**Excerpt from the dataset**
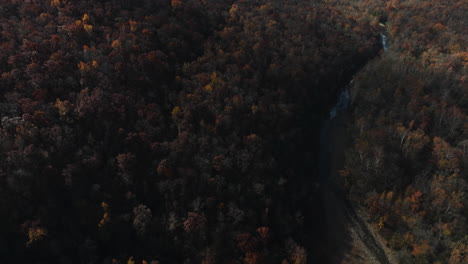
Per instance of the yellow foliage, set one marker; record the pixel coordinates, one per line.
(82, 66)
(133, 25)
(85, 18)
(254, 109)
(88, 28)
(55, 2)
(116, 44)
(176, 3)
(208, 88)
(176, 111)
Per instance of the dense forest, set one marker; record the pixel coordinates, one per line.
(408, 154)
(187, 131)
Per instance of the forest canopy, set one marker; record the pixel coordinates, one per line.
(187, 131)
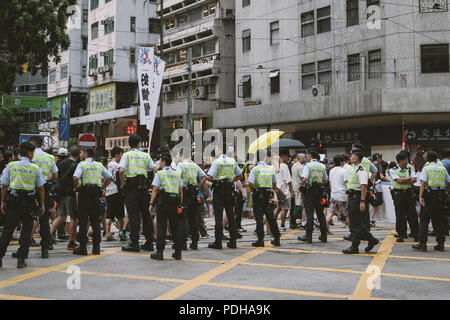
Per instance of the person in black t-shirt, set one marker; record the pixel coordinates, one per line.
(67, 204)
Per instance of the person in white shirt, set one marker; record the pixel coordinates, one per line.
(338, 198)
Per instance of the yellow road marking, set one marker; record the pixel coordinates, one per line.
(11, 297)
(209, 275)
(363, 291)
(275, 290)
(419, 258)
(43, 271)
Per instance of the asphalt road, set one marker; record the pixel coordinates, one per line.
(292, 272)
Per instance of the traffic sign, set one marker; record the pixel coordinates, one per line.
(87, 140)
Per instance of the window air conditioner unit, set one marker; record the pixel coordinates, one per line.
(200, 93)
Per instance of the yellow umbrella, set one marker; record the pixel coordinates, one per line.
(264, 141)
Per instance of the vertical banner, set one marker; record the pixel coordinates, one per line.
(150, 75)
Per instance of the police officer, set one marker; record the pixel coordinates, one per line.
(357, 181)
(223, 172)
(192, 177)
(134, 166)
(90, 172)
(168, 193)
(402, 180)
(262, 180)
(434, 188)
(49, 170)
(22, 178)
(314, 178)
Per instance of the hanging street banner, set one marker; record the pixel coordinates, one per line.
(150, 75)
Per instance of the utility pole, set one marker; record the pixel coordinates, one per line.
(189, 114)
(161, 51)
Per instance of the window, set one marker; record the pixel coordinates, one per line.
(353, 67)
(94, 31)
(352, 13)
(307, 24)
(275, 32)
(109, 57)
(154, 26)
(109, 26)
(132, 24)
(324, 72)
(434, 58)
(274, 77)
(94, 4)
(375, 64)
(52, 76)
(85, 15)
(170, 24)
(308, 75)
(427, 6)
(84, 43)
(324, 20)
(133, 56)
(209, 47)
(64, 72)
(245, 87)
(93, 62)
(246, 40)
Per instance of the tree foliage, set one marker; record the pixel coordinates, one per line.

**WRITTEN PROBLEM**
Render all of the records above as a numbered list, skipping blank lines and omitting the pictures.

**RESULT BELOW**
1. Per instance of the yellow foliage, set one marker; record the pixel coordinates, one per line.
2. (82, 66)
3. (133, 25)
4. (85, 18)
5. (254, 109)
6. (88, 28)
7. (55, 2)
8. (116, 44)
9. (176, 3)
10. (208, 88)
11. (176, 111)
12. Per instance of the dense forest, set one marker; record the pixel coordinates, one per line.
13. (408, 154)
14. (187, 131)
15. Per instance of the forest canopy, set one marker; record the pixel coordinates, one per line.
16. (187, 131)
17. Per instance of the person in black t-shirt, set one marker; record the pixel coordinates, one per line.
18. (67, 204)
19. Per instance of the person in white shirt, set one marker; record the pixel coordinates, one per line.
20. (338, 198)
21. Per instance of the yellow road marking, set one marker; record the pixel coordinates, one per line.
22. (11, 297)
23. (209, 275)
24. (363, 291)
25. (275, 290)
26. (419, 258)
27. (43, 271)
28. Per instance of the asphalt road, set one marker; record the pixel coordinates, one per line.
29. (292, 272)
30. Per instance of the traffic sign, set one marker; record the pixel coordinates, one per line.
31. (87, 140)
32. Per instance of the window air conditioner unit, set one marker; record the pixel coordinates, one per line.
33. (200, 93)
34. Per instance of the yellow umbrella, set one marker; record the pixel coordinates, one per line.
35. (264, 141)
36. Per instance of the vertical banner, set one marker; record the pixel coordinates, one per line.
37. (150, 75)
38. Per instance of the police officer, set one marker; record the pixel coordinates, one per line.
39. (357, 181)
40. (223, 172)
41. (192, 177)
42. (134, 166)
43. (90, 172)
44. (168, 193)
45. (402, 180)
46. (262, 180)
47. (434, 188)
48. (49, 170)
49. (22, 178)
50. (314, 178)
51. Per instance of the hanging street banner, set one marker; record the pixel coordinates, one per line.
52. (150, 75)
53. Per instance of the utility pole, set one marker; record the pixel coordinates, one per line.
54. (189, 114)
55. (161, 51)
56. Per instance of the window, set one marker; record the pixel coordinates, one per line.
57. (353, 67)
58. (94, 31)
59. (352, 13)
60. (307, 24)
61. (275, 32)
62. (109, 57)
63. (154, 26)
64. (109, 26)
65. (132, 24)
66. (324, 72)
67. (434, 58)
68. (274, 77)
69. (94, 4)
70. (375, 64)
71. (52, 76)
72. (85, 15)
73. (170, 24)
74. (308, 75)
75. (427, 6)
76. (84, 43)
77. (324, 20)
78. (133, 56)
79. (209, 47)
80. (64, 72)
81. (245, 87)
82. (93, 62)
83. (246, 40)
84. Per instance of the tree foliage, set one marker; record the pixel coordinates, one per line.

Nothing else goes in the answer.